TEXT EXCERPT:
·····
Prices for the base Dualjet 1.2-litre SZ3 model start at around £11,000 and that buys you a five-door car with a 5-speed manual gearbox.

If you want an auto, you'll need to stretch to the pricier 'Boosterjet' powerplant.

The only other option is a 4x4 'ALLGRIP' variant that pairs the Dualjet engine with Suzuki's SHVS mild hybrid technology and comes only with plusher 'SZ5' trim priced at around £15,500. The Swift isn't a car that majors on a whole bunch of luxuries, but the SZ3 trim level doesn't do too badly for kit.

Six airbags, air conditioning, a leather steering wheel, a DAB radio with Bluetooth and four speakers, rear privacy glass, LED daytime running lights, 15-inch wheels, body coloured door mirrors and front electric windows are all included.

As you'd expect in this day and age, every model has ABS anti-lock brakes, ESP stability control and a brake assist function for emergency stops.

There's also a tyre pressure monitoring system, along with twin front, side and curtain airbags, plus there are two Isofix child seat mounts in the rear bench.

Driving Experience

The Dualjet engine develops 90PS and 120Nm of torque at 4000rpm which is key.

Most choose the conventional version, but also available is an 'ALLGRIP' 4x4 model that pairs this 1.2-litre unit with Suzuki's 'SHVS' mild hybrid technology.

Here though, our focus is on the standard model.

Unlike some similarly-priced entry-level petrol-powered superminis, you don't have to row this one along with the gearlever to make decent progress.

It's not exactly concussive in its acceleration though, getting to 62mph in 11.9 seconds en route to 112mph, but numbers don't always tell you everything. The bald stats don't do anything to convey how much fun the Swift is to drive.

They don't give you a clue as to how light and direct the 5-speed manual transmission is, how effortless yet faithful the steering is or how that lightweight engine helps create a front end that just loves to be thrown at a corner.

Drive one and you can't help but feel that this is almost the perfect small car for cities, with just about enough suspension compliance to cope with city streets without ruining the perky handling.

Out on the motorway, the Swift can feel a little out of its comfort zone, with some road noise filtering in and the steering, which is so good in town, feels a bit lighter than perhaps you'd like.

That said, it's been designed for a purpose and it does that job really well.

Design and Build

As for the looks, well this is still recognisably a Swift, familiar cues including the wraparound windscreen, the upright headlamps and the smiley lower air intake.

This five-door-only MK6 model is 40mm wider than its predecessor, but also 10mm shorter and 15mm lower.

More significantly, thanks to its new platform, it's also significantly lighter, tipping the scales at a mere 890kgs in entry-level trim.

Even the hybrid version is just 925kg. Inside, the cabin no longer has quite such a budget brand feel, thanks to a re-designed dashboard and the installation of more supportive seats.

Cabin storage space isn't that great though - the glovebox is notably small.

A longer wheelbase delivers more interior space too.

Suzuki says that the hip point measurement has been lowered by 20mm in the front and as much as 45mm in the rear.

Two fully-sized adults will be quite happy here, as will three kids.

The boot's bigger too, now 25% larger, with capacity increased to 265-litres.

That's easily enough for a couple of carry-on bags.


Is there a more underrated supermini available on the UK market than the Suzuki Swift? We don't think so.

As much as we love the Ford Fiesta, the Volkswagen Polo and the Renault Clio, there's a lot to be said about keeping things simple.

Suzuki has long adhered to this mantra, developing cars that offer what you need and not a whole lot extra, with prices reflecting that fact.

Its Swift model has come through a number of iterations and by now, you might expect it to have gone all polished and upmarket, but it still feels peppy and infectious like superminis always used to.

That's a good thing. Most customers buy a Swift powered by a 1.2-litre Dualjet petrol engine and we can see why because this powerplant is also a very good thing.
·····
Free-text descriptions of objects:

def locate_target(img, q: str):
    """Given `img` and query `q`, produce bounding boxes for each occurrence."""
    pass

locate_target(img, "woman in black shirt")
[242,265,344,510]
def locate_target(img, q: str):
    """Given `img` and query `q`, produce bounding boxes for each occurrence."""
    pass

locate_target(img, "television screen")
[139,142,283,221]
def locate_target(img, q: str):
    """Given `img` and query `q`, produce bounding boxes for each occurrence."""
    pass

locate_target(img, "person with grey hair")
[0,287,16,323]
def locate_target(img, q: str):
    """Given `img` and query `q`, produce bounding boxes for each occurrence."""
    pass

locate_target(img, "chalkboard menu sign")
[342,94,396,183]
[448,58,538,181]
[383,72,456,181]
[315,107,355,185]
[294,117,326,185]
·····
PARTS OF THE EXERCISE:
a - In the Suzuki Swift review, how much larger is the boot, and what is its capacity?
b - From the Suzuki Swift review, extract the passage starting with "They don't give" and going on through "perhaps you'd like.", copied word for word.

TASK RESULTS:
a - The boot is 25% larger, with capacity increased to 265 litres.

b -
They don't give you a clue as to how light and direct the 5-speed manual transmission is, how effortless yet faithful the steering is or how that lightweight engine helps create a front end that just loves to be thrown at a corner.

Drive one and you can't help but feel that this is almost the perfect small car for cities, with just about enough suspension compliance to cope with city streets without ruining the perky handling.

Out on the motorway, the Swift can feel a little out of its comfort zone, with some road noise filtering in and the steering, which is so good in town, feels a bit lighter than perhaps you'd like.